- _Reading passage_:
Accounting Concepts
This page explains the accounting principles that drive how eSecured ERP Platform classifies accounts, generates reports, and handles year-end closing. Understanding these concepts helps you set up your Chart of Accounts correctly and interpret your financial reports.
Income Statement vs Balance Sheet
Every account in the Chart of Accounts belongs to one of two types:
| Type | Categories | Behaviour |
|---|---|---|
| Income Statement | Income · Cost of Goods Sold · Expense | Temporary — zeroed at year-end |
| Balance Sheet | Assets · Liabilities · Equity | Permanent — balance carries forward |
This classification is derived automatically from the category. You do not set it manually — the system always knows which type an account is based on its category.
Year-End Closing
At the end of each financial year, the system performs a closing process:
- All Income Statement accounts (Income, COGS, Expense) are zeroed out
- The net amount (profit or loss) is posted to Retained Earnings (an Equity account)
- The new year begins with all Income Statement accounts at zero — a clean slate
- Balance Sheet accounts are unaffected — their balances carry forward
The closing entry is a standard double-entry journal:
Dr All Income accounts (sum of credit balances)
Cr All COGS accounts (sum of debit balances)
Cr All Expense accounts (sum of debit balances)
Cr/Dr Retained Earnings (the difference = net profit or loss)
Report Generation
Each financial report reads from a specific subset of accounts:
Profit & Loss
- Source: Income Statement accounts (Income, COGS, Expense)
- Period: Filtered by date range
- Output: Revenue − COGS − Expenses = Net Profit / Loss
Balance Sheet
- Source: Balance Sheet accounts (Assets, Liabilities, Equity)

- _What the task requires_: Reproduce the accounting concepts page above word for word, from "Cr All Expense" up to and including "(Assets, Liabilities, Equity)".

[Entries from a point annotation set]
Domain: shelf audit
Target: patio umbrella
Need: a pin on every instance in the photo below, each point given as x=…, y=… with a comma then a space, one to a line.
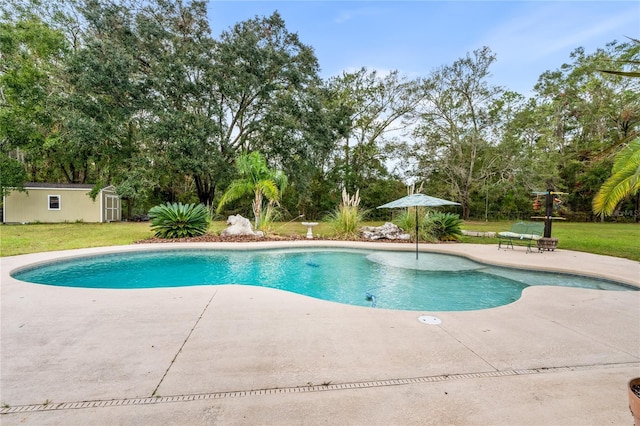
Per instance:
x=418, y=200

- _Reply_:
Cr All Expense accounts (sum of debit balances)
Cr/Dr Retained Earnings (the difference = net profit or loss)
Report Generation
Each financial report reads from a specific subset of accounts:
Profit & Loss
- Source: Income Statement accounts (Income, COGS, Expense)
- Period: Filtered by date range
- Output: Revenue − COGS − Expenses = Net Profit / Loss
Balance Sheet
- Source: Balance Sheet accounts (Assets, Liabilities, Equity)